*Texte à lire*

⁂

Aussitôt après la révolution du 10 août, Roland lui confie la conservation du garde-meuble de la couronne, puis le donne à Servan pour l'aider dans les détails de son administration, enfin le présente à ses amis comme un homme qui n'aura d'autre opinion que la sienne, qui sera son alter ego dans le conseil, qui n'écrira, ne parlera, n'agira que sous son inspiration. Mais, à peine Pache est-il ministre, qu'il se pose dans le cabinet en antagoniste et en contradicteur habituel de Roland. Il se livre et il livre ses bureaux aux plus fougueux montagnards, il devient entre leurs mains le terrible levier au moyen duquel ils vont briser l'idole des Girondins[47].

 

 

 



[1] Voir tome III, livre X, § VI.

[2] Le très-mauvais état des fortifications de Verdun est constaté par toutes les pièces officielles, et notamment par le rapport lu à la Convention, au mois de janvier 1793, par Cavaignac. Pour tous les détails de la défense et de l'occupation de Verdun, nous renvoyons à l'intéressant ouvrage publié en 1849 par M. Paul Merat, sous ce titre : Verdun en 1792 ; l'auteur, en général très-exact sur la partie de militaire pour laquelle il a évidemment consulté les archives du dépôt de la guerre, l'est beaucoup moins pour ce qui regarde les poursuites dirigées contre les individus que l'on accusa plus tard d'avoir livré Verdun. Sur ce point, il a manqué à M. Merat les documents que nous avons eu le bonheur de retrouver.

[3] Le Moniteur (n° 252) donne cette pièce, mais il ne reproduit pas, et pour cause, cette phrase finale qui démontrait que les défenseurs de Verdun avaient invoque le nom de Louis XVI pour refuser d'obéir aux injonctions de Brunswick.

⁂

*Extraits de données*
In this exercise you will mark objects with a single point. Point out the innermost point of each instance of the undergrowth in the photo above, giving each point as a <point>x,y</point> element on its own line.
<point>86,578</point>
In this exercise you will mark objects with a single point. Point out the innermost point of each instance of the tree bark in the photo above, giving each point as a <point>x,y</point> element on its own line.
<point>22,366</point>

⁂

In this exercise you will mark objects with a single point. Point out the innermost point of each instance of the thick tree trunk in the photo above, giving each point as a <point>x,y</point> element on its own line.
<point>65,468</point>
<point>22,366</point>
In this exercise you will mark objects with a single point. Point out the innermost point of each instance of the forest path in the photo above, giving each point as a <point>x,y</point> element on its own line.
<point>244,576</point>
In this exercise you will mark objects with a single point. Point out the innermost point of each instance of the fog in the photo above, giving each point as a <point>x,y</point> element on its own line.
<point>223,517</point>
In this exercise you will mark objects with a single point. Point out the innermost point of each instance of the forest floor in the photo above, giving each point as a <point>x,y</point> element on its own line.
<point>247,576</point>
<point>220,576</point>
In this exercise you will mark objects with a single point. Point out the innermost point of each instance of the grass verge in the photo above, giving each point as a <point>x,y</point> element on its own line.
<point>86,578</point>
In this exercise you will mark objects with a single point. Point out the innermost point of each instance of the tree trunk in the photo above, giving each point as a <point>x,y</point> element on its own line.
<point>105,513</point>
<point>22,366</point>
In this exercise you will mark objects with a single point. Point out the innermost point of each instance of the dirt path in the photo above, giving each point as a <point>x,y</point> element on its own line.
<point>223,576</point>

⁂

*Consigne*
Pouvez-vous citer mot pour mot, dans le texte à lire, tout ce qui va de « [3] Le Moniteur » jusqu'à « injonctions de Brunswick. » ?

*Réponse*
[3] Le Moniteur (n° 252) donne cette pièce, mais il ne reproduit pas, et pour cause, cette phrase finale qui démontrait que les défenseurs de Verdun avaient invoque le nom de Louis XVI pour refuser d'obéir aux injonctions de Brunswick.